> _INFORMATION SUPPLIED_
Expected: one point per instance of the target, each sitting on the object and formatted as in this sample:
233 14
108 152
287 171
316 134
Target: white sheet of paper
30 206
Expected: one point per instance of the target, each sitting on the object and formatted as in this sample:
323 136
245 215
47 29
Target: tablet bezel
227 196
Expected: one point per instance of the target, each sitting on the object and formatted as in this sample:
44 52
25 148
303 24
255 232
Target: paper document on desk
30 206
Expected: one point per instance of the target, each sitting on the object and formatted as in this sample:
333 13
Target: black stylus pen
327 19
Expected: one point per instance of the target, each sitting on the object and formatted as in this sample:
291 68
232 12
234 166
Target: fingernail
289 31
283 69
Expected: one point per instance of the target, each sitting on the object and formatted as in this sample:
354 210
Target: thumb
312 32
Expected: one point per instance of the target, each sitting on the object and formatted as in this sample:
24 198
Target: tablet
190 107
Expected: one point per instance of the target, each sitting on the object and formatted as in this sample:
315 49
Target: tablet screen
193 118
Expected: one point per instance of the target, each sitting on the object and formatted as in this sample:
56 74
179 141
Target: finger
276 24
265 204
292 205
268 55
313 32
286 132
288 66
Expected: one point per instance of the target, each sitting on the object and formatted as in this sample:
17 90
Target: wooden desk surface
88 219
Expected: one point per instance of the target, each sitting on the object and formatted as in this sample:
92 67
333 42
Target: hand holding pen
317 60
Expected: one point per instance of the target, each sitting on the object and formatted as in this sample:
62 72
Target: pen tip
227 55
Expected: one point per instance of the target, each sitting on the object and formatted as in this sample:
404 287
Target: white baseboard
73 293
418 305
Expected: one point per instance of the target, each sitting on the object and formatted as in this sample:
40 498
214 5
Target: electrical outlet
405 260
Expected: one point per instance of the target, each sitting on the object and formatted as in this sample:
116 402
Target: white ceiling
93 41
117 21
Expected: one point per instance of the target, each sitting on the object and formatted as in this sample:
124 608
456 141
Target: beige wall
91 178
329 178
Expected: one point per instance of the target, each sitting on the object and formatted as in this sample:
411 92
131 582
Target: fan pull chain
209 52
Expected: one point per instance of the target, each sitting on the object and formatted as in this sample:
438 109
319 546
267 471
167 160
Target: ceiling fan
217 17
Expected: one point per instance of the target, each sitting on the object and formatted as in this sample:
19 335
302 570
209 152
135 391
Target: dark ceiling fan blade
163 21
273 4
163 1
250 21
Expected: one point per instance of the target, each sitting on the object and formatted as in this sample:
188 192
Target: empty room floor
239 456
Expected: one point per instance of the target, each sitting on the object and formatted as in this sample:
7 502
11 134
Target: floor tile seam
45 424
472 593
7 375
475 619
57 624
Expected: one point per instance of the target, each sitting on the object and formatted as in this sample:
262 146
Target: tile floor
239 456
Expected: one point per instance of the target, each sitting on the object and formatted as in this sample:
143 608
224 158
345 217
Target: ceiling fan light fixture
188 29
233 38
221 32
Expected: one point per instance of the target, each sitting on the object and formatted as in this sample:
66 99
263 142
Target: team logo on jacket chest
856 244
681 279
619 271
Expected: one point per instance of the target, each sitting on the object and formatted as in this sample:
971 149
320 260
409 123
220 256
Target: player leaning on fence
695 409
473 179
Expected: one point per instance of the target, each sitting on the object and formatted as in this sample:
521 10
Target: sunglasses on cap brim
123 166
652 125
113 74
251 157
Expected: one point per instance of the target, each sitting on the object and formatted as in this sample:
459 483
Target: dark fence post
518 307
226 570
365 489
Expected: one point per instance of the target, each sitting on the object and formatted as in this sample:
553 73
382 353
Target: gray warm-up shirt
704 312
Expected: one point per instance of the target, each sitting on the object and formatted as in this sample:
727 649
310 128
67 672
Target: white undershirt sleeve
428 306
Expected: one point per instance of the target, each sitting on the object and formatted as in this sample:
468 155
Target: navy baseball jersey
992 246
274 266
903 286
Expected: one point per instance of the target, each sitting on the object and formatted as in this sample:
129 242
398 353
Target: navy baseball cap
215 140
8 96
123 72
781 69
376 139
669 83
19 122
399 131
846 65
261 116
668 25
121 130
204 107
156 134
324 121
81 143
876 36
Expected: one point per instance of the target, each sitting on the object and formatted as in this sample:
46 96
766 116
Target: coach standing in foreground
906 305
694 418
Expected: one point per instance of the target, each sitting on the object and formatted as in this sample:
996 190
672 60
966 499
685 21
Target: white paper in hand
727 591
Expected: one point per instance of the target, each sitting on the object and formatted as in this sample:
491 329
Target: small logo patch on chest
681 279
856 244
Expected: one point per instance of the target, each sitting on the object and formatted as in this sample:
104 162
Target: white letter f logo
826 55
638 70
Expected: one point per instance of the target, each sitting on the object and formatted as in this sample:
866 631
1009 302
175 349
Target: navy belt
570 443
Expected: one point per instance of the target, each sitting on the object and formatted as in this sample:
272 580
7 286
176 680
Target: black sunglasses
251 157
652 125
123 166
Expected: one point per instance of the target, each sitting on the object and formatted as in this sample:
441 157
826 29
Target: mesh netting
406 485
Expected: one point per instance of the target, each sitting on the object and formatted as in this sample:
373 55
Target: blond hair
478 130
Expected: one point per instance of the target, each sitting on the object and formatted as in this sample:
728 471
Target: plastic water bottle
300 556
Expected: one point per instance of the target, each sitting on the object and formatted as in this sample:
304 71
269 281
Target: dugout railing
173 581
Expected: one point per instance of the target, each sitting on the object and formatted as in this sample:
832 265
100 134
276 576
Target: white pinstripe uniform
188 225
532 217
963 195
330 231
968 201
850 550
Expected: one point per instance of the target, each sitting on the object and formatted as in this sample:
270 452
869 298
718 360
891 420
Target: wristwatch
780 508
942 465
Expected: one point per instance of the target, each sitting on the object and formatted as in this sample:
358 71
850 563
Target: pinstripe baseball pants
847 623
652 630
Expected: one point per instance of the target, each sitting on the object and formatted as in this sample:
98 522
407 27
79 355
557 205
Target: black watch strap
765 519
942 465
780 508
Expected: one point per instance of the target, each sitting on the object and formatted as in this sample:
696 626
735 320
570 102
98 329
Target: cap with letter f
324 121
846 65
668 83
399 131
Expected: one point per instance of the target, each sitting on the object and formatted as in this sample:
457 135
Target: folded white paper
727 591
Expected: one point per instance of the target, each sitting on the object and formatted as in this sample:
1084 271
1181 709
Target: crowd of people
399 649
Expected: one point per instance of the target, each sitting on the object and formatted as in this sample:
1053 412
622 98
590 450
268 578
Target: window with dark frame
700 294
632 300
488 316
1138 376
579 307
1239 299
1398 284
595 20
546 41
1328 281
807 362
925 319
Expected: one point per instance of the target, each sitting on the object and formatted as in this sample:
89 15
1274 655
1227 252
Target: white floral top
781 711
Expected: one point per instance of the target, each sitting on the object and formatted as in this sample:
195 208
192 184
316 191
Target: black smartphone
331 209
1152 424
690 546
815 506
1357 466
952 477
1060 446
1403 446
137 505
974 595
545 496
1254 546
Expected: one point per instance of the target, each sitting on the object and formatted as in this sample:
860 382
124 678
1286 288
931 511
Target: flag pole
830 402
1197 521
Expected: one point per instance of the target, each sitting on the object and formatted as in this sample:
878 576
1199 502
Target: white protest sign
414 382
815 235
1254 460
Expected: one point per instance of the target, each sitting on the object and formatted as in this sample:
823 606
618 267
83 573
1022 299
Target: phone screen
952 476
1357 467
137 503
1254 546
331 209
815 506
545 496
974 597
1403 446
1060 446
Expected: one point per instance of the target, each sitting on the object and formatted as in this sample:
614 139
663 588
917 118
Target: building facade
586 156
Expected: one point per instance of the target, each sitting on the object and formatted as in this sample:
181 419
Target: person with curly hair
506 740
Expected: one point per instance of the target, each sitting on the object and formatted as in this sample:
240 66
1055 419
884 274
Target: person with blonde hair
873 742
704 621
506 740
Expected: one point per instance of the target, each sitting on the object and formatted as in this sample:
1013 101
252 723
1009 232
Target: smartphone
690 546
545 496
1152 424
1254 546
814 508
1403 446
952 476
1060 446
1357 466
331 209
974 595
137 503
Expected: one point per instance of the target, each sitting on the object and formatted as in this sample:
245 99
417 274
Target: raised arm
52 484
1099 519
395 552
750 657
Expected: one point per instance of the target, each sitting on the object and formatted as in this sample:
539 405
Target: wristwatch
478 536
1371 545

> _REQUIREMENTS_
List every line above that contains the string "fence", matching case exactly.

> _EXERCISE OUTPUT_
Target: player leaning on fence
Target: dark fence post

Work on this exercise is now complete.